Named object pointing entries:
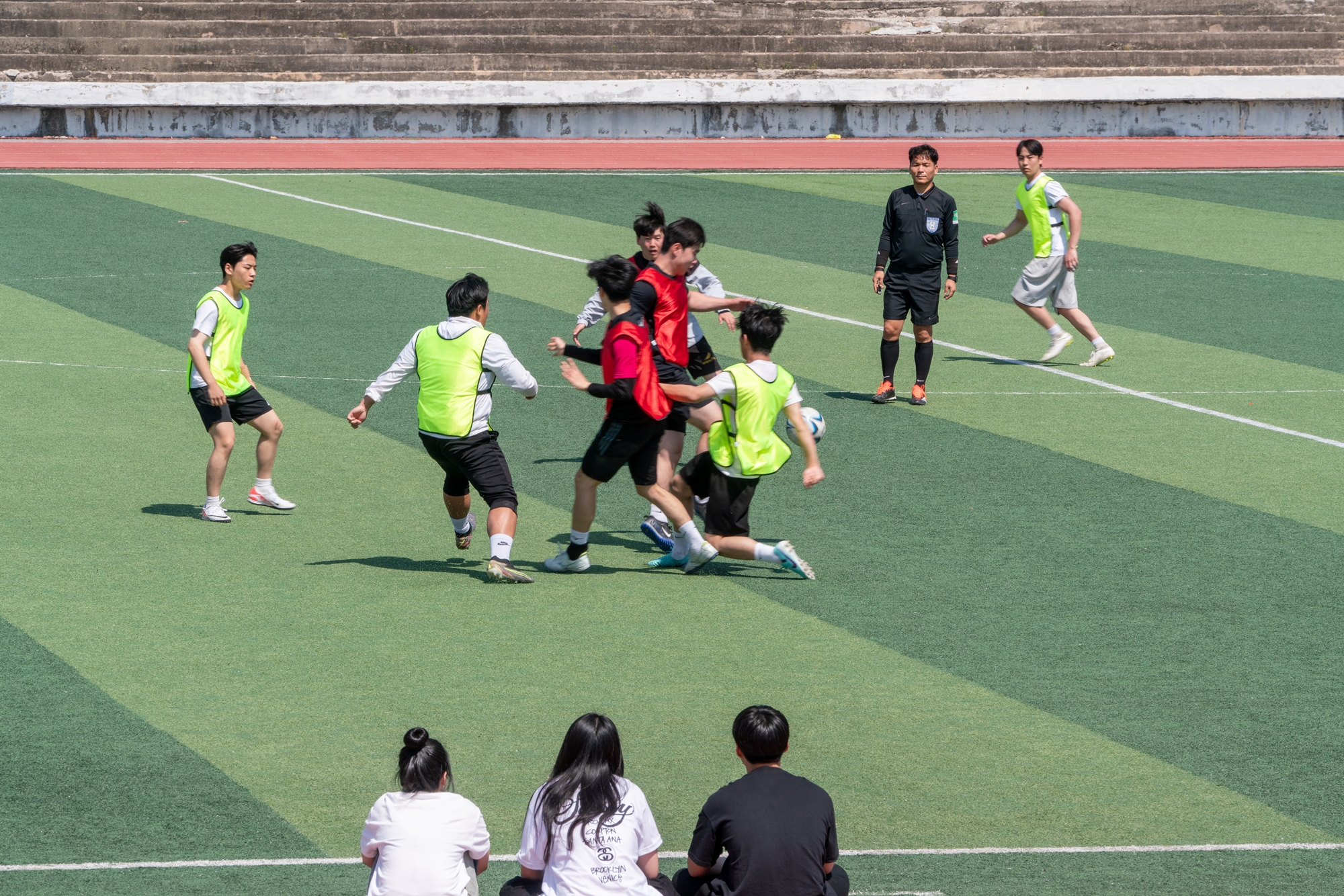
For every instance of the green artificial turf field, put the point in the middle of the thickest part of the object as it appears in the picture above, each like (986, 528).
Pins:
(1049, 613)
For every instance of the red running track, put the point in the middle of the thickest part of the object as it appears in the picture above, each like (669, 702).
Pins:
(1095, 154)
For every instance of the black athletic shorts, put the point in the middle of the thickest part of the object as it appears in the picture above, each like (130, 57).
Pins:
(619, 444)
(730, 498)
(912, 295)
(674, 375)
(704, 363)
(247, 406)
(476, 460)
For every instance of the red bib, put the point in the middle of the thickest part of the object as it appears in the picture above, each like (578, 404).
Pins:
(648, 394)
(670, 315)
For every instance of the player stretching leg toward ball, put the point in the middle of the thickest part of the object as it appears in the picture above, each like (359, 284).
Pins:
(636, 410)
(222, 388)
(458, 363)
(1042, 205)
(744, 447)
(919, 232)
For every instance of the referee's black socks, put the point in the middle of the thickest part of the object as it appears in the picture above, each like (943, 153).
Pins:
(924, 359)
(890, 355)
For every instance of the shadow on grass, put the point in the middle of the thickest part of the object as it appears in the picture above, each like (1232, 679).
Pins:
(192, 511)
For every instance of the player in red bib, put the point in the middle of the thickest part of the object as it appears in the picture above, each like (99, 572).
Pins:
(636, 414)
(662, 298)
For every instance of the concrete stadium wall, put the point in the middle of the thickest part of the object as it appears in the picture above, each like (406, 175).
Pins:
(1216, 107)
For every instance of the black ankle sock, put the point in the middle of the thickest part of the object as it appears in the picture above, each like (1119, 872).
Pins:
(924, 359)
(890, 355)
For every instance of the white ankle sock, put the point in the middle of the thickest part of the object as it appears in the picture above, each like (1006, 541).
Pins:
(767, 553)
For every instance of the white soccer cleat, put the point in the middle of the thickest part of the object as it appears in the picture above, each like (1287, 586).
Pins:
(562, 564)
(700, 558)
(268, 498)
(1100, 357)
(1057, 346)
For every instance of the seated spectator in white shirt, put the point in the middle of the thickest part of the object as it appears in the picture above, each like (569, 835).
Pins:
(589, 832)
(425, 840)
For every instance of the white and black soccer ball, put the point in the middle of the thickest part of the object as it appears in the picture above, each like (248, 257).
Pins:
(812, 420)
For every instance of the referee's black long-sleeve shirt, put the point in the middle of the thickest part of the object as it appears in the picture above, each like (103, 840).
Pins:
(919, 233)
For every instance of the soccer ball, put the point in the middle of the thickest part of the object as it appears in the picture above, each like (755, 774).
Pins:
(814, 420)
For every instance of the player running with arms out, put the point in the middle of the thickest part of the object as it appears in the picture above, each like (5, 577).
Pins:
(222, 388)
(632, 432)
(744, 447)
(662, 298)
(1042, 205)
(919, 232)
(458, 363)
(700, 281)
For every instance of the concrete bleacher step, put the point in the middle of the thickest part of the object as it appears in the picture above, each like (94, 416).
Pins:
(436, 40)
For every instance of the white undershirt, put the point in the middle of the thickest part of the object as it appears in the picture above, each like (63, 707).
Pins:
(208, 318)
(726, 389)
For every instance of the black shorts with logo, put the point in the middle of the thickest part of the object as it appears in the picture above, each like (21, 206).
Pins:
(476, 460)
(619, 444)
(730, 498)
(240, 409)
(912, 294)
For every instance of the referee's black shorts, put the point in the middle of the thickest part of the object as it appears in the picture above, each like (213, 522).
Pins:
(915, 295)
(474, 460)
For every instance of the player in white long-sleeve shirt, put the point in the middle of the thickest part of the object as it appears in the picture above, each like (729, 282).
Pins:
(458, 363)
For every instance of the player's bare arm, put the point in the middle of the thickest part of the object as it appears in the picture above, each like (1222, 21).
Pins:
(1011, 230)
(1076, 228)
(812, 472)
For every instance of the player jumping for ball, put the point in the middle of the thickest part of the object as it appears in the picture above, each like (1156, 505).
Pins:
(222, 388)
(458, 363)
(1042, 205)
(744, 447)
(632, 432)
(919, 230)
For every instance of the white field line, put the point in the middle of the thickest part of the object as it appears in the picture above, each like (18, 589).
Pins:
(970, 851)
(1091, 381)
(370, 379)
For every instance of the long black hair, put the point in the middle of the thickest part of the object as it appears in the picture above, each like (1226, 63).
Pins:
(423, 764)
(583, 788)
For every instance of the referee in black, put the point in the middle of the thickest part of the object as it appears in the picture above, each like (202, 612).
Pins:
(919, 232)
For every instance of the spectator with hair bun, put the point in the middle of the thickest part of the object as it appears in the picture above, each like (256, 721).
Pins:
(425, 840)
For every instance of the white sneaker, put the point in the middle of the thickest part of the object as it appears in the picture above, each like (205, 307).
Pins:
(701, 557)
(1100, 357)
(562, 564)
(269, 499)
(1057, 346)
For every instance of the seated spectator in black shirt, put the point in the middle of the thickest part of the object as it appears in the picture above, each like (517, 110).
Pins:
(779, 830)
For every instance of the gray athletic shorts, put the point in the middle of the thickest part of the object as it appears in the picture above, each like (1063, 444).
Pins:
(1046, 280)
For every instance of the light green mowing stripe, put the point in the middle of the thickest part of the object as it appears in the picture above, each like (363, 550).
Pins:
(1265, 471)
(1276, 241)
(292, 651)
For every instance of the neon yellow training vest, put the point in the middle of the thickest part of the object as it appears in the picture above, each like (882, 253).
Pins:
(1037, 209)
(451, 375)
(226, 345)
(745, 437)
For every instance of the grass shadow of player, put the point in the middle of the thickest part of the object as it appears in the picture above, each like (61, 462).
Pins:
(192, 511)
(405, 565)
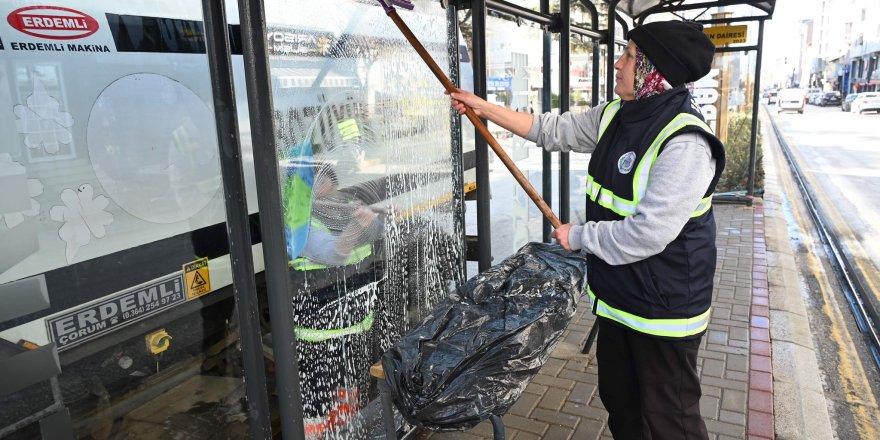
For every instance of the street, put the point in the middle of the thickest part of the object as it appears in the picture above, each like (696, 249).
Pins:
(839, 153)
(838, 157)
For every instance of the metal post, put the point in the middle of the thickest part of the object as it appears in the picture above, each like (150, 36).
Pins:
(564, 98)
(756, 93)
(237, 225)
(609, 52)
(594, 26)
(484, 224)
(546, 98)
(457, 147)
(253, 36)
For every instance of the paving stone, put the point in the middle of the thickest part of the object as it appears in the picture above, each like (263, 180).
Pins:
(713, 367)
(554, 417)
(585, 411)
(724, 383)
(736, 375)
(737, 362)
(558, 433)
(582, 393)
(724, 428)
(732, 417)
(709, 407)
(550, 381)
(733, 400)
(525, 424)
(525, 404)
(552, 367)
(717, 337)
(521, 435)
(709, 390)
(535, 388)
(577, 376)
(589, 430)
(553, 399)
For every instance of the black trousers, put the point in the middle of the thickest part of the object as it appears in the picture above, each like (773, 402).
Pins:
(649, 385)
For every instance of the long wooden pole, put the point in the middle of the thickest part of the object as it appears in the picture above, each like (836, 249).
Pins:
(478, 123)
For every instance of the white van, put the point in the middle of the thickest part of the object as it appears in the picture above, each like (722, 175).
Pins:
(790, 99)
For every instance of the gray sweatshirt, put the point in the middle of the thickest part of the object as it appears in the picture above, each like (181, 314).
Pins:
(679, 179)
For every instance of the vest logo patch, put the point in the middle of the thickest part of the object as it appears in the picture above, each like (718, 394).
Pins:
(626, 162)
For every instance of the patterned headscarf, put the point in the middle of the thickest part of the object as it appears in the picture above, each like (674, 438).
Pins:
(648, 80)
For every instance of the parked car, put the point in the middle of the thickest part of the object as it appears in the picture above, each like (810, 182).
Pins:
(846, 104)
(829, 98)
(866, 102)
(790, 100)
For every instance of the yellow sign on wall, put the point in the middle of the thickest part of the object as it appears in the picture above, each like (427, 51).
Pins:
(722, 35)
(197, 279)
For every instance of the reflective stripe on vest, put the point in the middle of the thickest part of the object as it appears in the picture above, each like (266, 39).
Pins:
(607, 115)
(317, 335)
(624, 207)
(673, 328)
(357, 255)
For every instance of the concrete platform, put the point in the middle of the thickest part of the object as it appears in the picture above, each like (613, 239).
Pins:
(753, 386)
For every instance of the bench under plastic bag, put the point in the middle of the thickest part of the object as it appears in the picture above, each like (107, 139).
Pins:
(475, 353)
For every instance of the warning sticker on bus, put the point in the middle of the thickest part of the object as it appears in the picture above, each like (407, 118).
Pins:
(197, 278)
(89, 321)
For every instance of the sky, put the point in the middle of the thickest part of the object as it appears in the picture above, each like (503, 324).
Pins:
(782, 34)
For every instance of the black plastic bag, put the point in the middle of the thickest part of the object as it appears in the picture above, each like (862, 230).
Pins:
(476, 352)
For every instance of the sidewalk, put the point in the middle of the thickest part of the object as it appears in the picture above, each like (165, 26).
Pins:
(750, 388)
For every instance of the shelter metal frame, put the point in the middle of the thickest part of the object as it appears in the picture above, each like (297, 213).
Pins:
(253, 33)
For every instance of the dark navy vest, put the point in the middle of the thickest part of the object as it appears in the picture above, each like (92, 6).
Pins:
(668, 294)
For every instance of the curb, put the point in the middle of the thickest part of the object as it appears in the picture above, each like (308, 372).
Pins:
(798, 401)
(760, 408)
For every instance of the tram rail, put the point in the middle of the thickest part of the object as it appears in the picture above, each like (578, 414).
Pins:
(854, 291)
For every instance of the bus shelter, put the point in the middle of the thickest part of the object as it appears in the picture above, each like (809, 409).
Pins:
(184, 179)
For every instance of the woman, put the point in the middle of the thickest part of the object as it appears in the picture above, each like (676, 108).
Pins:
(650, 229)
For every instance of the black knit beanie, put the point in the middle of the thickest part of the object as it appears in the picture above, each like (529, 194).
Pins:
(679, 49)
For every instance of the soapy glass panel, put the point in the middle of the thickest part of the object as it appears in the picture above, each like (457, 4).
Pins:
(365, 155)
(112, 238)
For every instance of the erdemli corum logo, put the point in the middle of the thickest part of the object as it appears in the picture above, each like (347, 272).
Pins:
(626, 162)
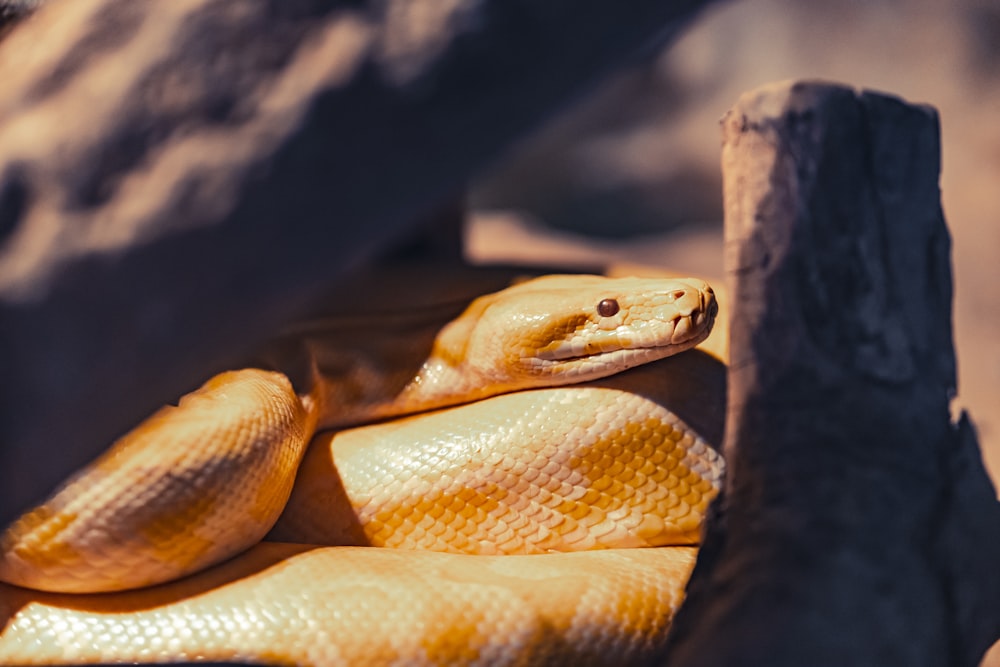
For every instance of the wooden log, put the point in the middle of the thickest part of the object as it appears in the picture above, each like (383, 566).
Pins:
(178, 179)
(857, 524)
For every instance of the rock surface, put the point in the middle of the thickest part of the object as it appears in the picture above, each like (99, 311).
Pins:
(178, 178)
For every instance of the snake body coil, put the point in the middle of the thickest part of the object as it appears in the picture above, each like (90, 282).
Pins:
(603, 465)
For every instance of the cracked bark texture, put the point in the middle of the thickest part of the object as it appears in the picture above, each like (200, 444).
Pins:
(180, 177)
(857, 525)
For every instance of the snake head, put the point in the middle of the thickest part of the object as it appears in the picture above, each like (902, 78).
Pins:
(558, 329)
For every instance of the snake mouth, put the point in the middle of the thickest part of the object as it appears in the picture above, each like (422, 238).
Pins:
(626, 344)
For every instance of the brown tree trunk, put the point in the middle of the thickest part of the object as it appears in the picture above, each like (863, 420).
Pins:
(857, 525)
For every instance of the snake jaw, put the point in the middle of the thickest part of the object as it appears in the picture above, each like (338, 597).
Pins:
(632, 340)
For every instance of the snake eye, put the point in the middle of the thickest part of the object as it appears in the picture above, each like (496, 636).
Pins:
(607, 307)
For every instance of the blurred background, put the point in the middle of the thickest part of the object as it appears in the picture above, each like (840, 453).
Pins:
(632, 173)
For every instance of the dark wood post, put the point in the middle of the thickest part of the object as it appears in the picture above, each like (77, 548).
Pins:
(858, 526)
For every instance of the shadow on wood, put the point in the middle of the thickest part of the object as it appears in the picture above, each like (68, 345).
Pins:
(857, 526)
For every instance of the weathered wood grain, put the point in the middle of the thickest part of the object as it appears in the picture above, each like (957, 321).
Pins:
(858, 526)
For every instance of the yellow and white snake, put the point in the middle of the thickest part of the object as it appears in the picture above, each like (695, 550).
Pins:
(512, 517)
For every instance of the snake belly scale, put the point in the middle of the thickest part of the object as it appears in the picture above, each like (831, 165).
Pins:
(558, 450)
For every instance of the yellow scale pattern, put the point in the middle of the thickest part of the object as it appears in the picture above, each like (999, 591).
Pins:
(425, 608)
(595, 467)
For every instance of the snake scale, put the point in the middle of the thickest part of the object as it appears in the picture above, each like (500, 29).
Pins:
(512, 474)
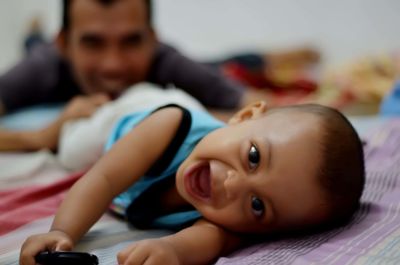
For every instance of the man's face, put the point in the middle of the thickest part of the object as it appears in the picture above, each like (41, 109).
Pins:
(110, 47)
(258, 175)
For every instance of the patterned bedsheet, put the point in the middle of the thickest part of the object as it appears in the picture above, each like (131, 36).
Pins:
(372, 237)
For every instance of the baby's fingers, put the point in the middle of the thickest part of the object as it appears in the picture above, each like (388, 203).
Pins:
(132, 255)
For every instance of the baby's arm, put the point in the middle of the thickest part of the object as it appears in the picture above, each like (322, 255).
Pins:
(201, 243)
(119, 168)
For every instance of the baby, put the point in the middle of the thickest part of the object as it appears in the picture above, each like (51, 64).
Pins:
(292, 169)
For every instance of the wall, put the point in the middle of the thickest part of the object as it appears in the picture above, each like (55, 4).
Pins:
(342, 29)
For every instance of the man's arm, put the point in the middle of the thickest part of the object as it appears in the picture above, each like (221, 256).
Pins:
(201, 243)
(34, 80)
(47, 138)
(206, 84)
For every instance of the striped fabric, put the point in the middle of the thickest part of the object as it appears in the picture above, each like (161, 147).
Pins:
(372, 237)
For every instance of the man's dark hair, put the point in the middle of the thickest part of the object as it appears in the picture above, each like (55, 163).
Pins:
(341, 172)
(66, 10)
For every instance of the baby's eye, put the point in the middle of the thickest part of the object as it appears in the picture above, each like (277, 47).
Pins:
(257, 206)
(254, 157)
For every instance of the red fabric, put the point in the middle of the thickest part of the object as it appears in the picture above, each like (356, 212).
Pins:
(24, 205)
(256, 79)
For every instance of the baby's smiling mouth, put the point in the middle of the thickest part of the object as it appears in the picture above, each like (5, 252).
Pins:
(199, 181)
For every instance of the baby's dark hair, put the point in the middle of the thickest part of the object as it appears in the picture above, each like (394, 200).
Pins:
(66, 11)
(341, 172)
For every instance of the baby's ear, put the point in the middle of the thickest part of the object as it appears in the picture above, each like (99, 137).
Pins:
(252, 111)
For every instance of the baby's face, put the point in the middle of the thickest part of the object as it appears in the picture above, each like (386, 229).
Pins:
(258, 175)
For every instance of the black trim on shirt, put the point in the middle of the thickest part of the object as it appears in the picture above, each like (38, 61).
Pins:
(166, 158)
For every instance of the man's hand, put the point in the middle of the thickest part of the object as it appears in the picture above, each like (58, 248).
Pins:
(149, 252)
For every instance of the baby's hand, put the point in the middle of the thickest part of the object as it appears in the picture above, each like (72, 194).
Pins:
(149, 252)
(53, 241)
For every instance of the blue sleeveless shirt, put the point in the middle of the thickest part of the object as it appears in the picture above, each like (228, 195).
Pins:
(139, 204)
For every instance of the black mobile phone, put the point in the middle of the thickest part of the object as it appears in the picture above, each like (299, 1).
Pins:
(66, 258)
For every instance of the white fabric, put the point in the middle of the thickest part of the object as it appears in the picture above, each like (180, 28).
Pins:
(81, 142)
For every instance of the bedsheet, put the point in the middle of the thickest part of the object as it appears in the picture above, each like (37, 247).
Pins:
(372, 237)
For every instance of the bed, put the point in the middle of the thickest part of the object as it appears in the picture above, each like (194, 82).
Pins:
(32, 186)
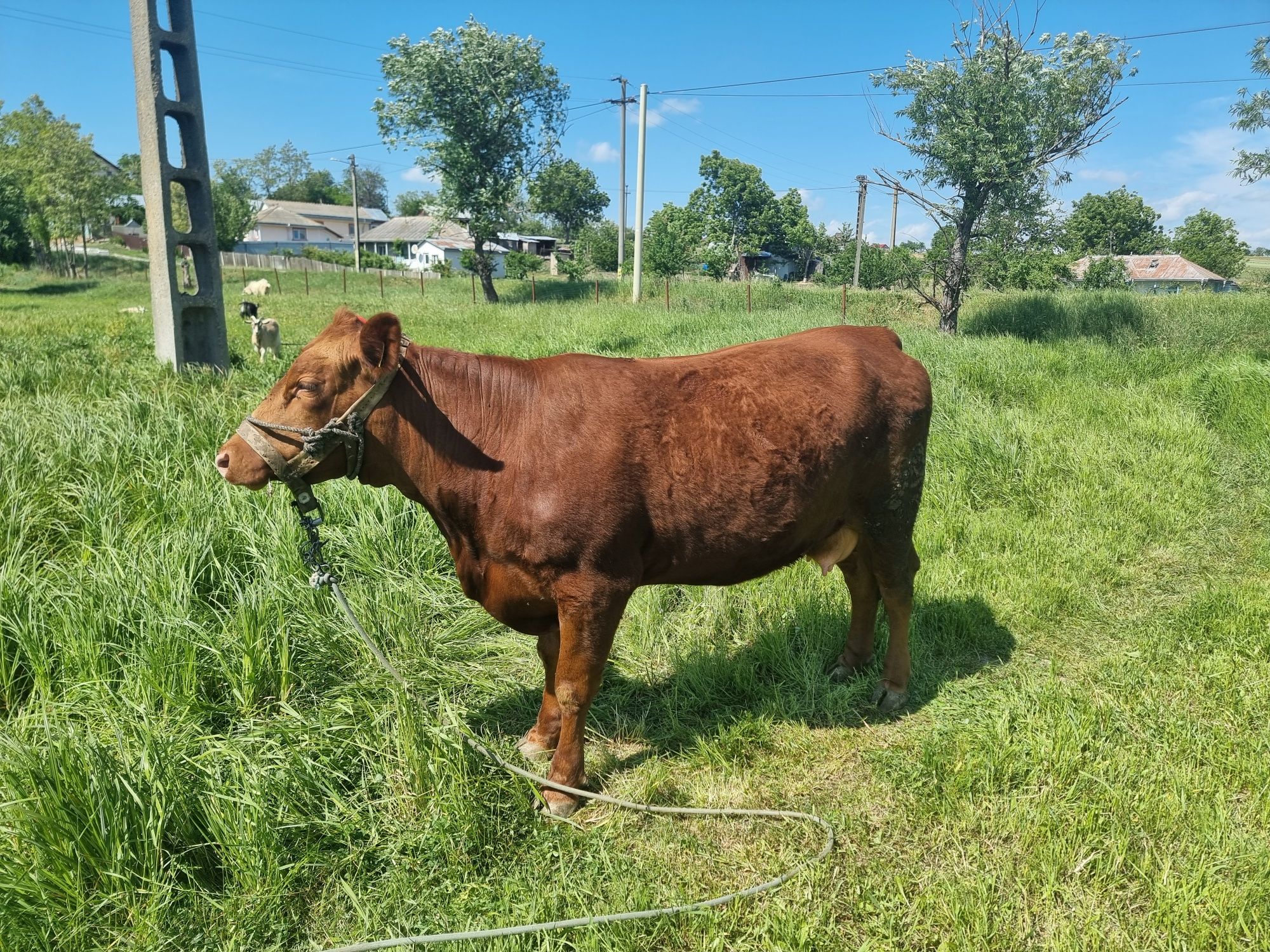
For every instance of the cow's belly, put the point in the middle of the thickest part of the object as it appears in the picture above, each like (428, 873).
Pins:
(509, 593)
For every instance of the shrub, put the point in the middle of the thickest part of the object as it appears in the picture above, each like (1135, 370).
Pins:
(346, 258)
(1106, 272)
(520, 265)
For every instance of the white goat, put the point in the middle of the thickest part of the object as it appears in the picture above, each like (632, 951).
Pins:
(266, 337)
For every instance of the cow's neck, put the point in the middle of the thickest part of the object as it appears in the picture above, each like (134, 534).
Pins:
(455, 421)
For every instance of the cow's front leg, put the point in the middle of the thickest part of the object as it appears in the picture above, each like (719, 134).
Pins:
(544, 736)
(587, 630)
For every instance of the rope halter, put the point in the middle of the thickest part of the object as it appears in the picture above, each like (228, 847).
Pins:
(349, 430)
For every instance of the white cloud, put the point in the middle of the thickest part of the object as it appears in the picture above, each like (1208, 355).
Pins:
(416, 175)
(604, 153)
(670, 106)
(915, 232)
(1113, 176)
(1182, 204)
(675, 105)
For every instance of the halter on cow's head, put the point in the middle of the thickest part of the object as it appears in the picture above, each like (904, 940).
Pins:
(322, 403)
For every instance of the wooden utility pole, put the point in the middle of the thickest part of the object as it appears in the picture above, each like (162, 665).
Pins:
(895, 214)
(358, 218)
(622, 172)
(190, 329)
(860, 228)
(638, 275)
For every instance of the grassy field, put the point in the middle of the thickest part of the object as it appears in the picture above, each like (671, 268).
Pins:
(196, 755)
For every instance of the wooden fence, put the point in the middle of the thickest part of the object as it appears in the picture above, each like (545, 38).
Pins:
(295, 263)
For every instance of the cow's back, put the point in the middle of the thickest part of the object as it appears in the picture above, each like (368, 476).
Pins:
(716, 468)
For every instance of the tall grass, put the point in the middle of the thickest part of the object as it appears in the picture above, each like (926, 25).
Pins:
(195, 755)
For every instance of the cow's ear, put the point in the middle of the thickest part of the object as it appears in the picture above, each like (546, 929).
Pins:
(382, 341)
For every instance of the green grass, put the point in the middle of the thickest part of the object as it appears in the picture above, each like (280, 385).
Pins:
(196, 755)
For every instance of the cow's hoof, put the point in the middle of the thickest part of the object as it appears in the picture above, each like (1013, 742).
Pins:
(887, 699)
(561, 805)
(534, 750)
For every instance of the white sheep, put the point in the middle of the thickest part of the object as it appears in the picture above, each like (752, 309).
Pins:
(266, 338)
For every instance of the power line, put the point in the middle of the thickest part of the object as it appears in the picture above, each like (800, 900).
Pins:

BRIEF |
Copy out verbatim the part of the material above that begins with the line containing "For every instance of the seated spectator in black" and ends with the line containing "(1046, 280)", including both of those lines.

THE ANSWER |
For every instance of the seated spectator in black shirt, put the point in the middle of the thickest part of the object as it appears in the picture above, each like (517, 110).
Pins:
(779, 830)
For every instance of the gray athletic shorts, put the point in the middle of the thickest part of the object as it appears in the picture above, each like (1063, 444).
Pins:
(1046, 280)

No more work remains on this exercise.